§ **Some data**
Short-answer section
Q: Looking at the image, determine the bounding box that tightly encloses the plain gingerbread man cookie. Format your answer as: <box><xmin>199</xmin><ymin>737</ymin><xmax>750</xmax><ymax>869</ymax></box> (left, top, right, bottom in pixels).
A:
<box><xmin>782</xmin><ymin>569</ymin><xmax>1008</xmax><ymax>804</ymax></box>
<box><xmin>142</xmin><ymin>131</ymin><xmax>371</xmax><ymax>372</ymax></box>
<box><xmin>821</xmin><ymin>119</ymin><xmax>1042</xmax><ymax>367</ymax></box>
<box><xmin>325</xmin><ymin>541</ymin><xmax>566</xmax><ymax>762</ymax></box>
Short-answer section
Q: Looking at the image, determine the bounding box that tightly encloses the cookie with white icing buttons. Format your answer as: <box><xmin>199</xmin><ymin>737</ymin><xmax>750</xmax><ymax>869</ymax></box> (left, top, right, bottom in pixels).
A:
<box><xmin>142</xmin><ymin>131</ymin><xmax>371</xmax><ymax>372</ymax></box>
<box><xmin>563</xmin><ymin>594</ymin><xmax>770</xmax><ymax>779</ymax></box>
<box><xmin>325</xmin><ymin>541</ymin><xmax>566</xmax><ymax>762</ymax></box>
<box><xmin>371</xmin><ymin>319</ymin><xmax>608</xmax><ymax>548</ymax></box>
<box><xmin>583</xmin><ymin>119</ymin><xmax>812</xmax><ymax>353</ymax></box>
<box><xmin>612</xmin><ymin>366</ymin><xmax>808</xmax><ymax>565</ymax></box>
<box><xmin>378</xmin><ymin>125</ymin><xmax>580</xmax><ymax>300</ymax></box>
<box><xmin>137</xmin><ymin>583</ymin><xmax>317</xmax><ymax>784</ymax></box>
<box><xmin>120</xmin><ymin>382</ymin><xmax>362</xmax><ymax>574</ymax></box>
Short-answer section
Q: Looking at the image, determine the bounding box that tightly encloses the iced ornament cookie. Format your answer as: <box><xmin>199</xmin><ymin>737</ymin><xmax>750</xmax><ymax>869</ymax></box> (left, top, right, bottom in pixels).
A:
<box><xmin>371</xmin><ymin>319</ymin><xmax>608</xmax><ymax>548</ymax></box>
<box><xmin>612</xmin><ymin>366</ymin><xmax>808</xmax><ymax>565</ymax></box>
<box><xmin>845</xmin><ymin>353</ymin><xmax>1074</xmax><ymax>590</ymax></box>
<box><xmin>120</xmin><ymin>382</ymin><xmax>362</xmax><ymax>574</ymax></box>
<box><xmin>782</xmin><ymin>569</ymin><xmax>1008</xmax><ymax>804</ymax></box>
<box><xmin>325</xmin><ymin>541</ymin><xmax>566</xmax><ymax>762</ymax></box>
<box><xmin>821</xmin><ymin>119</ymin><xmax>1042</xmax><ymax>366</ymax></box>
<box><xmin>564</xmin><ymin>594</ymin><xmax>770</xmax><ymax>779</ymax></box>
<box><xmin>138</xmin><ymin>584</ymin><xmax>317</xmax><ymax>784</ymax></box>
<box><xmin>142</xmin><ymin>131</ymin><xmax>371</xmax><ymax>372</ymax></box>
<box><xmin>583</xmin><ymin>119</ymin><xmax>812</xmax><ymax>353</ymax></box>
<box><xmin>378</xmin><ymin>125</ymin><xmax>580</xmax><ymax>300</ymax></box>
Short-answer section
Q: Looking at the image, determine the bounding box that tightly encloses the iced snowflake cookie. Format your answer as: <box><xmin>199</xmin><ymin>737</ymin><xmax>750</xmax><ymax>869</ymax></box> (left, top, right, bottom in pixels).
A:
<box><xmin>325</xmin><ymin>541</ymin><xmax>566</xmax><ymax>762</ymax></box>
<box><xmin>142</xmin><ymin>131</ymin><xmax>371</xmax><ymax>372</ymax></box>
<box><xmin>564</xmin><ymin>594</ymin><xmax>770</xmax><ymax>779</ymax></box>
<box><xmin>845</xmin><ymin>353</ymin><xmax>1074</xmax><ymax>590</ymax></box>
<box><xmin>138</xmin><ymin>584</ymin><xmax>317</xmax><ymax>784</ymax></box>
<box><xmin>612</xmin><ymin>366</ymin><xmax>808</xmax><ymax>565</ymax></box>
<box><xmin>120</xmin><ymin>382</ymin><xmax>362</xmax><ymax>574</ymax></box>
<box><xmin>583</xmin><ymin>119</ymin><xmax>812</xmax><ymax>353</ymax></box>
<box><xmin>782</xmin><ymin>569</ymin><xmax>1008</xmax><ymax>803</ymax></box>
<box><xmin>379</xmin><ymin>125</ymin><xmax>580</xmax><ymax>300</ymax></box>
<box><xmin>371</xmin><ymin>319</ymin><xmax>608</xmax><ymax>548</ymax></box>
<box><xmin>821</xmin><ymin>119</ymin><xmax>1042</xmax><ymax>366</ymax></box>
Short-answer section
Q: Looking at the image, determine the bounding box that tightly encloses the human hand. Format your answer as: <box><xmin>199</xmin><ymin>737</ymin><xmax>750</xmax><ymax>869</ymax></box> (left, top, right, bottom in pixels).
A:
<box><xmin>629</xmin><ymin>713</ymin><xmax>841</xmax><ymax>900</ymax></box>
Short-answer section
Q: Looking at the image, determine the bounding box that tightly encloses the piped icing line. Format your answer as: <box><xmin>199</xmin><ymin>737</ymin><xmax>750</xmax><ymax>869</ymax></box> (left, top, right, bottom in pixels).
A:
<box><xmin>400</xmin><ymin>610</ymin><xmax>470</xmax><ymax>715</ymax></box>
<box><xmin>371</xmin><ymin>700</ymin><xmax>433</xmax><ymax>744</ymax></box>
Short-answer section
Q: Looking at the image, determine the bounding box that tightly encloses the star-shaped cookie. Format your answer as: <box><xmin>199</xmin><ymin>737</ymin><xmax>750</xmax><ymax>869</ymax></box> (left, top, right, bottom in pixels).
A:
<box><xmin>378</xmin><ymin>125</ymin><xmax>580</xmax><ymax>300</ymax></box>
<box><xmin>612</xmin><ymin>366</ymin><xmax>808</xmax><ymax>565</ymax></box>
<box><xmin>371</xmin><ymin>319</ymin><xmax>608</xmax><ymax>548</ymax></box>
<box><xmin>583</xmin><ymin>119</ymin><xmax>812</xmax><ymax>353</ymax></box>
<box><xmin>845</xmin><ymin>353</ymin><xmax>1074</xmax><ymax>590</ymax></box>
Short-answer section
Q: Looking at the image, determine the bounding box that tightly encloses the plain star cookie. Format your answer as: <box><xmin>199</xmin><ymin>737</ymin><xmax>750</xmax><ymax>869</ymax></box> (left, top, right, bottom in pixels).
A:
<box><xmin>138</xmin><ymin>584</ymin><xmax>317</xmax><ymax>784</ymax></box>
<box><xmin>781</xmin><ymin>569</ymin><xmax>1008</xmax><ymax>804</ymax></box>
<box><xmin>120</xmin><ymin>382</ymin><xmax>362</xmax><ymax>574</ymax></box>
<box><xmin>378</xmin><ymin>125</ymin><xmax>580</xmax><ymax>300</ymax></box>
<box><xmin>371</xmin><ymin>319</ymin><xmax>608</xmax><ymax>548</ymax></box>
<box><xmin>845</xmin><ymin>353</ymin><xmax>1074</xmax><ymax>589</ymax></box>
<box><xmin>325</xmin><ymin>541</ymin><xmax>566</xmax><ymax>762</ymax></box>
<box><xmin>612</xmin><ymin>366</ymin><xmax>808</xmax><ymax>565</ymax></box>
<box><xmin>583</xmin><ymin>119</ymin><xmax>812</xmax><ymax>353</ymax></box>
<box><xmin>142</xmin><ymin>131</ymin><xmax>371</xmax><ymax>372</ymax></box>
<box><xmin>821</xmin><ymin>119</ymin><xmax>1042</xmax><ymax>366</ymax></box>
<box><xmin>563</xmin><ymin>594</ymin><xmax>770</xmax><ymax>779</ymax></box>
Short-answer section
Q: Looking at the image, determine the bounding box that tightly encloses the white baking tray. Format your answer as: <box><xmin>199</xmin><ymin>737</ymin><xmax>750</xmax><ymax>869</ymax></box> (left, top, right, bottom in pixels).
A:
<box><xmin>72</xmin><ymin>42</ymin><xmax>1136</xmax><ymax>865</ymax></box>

§ **What is expected**
Count the lines in the data above that contain the string "cookie", treating case as significant. Give only the number.

§ **Response for this exercise**
6